**What you need to do**
Carry on the forum post about Vsearch taxonomy assignment, starting right after its last sentence.

Looks like the parameter is working as expected, and it very, very clearly matters. Here’s one instance for example:
The ASV, prior to implementing the query coverage length requirement produces these top 10 matches:
Yep, that’s 10 unique taxa assignments, all above 97%. No wonder the consensus pushed it all the way back to just the Class level.
Once the query coverage length parameter was added, this sequence was then updated as “Undefined”. The local vsearch output just shows this, indicating it didn’t find any subject string to match our query at the defined percent identity (97%) and query coverage length (80% or 94% both failed):
8aa059190885cb9440084a9821d998bd * 0.0 0 0 0 0 0 0 0 -1 0
It also fails regardless of the classifier - BLAST and Vsearch both set this ASV as “Unassigned”.
I’m going to run a few other taxonomy assignment tests where I reduce the database subjects according to taxonomic completeness. Even with this query coverage parameter, it’s still possible to get reduced taxonomic information assigned because of competing taxonomic strings which are differentially annotated. That is, both subject strings are equally good matches (for both alignment identity and length), but one of the two subject taxonomies are incomplete - this ends up reducing the final taxonomic assignment to the query, which is possibly just an artifact of database incompleteness.
For example, Vsearch matches these possible subjects to a query ASV using our newly modified Vsearch parameters covering 97% identity and 94% query coverage:
QIIME’s implementation would reduce this ASV to the Order level (o:Megaloptera) which is probably a mistake. I don’t know what you’d do with bacteria, but in my case, because we’re dealing with insects here, I can go to BOLDs database for this specific incompletely-classified specimen and look at the actual voucher specimen the sequence was generated from.
Here’s the incompletely assigned one. Here’s the fully assigned one. Maybe this is a case of someone not entering all the info in their database; maybe they didn’t know what they were looking at. Either way, it’s pretty clear that there is one and only one species which Vsearch has identified, but because one of the two competing subject matches isn’t fully complete in it’s taxonomic identity, the final product is reduce to that least incomplete record. Bummer.

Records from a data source
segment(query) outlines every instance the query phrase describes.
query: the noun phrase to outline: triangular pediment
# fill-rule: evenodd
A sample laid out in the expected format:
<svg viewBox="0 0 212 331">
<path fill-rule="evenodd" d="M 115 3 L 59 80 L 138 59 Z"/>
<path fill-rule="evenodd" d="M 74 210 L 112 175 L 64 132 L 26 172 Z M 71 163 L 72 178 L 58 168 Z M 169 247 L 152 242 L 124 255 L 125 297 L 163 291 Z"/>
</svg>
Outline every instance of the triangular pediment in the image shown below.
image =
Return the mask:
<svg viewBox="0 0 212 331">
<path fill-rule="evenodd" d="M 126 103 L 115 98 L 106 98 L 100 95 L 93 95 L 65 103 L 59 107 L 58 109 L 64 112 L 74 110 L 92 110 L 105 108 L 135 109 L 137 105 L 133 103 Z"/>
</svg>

**Output below**
I’m aware that we could use an alternative “most frequent record among matches” approach rather than the consensus approach, but that doesn’t feel right and could lead to more problems.
@Nicholas_Bokulich’s suggestion of just removing these cases where records are incomplete to, say, the taxonomic Order is appealing, but still feels dangerous. What if that’s the only representative match? I’d be throwing out taxonomic Order information for “Unassigned”…
I wondered, following such advice, just how much would I be throwing out. So I did a little calculation for reference database I’m using which is modified from BOLD. I created this reference set by taking all of BOLD’s sequences that contained taxonomic information annotated as “Arthropod”, then filtered out records that weren’t specific to COI, then filtered out duplicates, and some sequences that were too short. There are still a lot of sequences - 2,240,513 in total - and these reference sequences have varying degrees of taxonomic completeness. Here’s a count of how many records in that database match the following terms:
`c__;o__;f__;g__;s__` == 367 (0.016%)
`o__;f__;g__;s__` == 1770 (0.079%)
`f__;g__;s__` == 515695 (23.0%)
`g__;s__` == 961606 (42.9%)
`s__` == 1391456 (62.1%)
So, there are a tiny fraction missing Class and Order information, but a huge number of sequences missing Family, Genus, and/or Species info. How does something like this flesh out in the microbe world and databases like SILVA or Greengenes?
I’m going to run a pair of taxonomic assignment tests today using two further filtered databases: one requiring at least Family-level info (so I’ll be dropping the 23%), or one containing the Genus-level information (dropping the 42.9%). We’ll see how that performs compared to the existing one - I’m sure I’ll get a bunch more “Unassigned”, but I’m curious about how many assigned samples have more or less taxonomic information because of the LCA algorithm that reduces an ASV’s assignment like with the example I mentioned above.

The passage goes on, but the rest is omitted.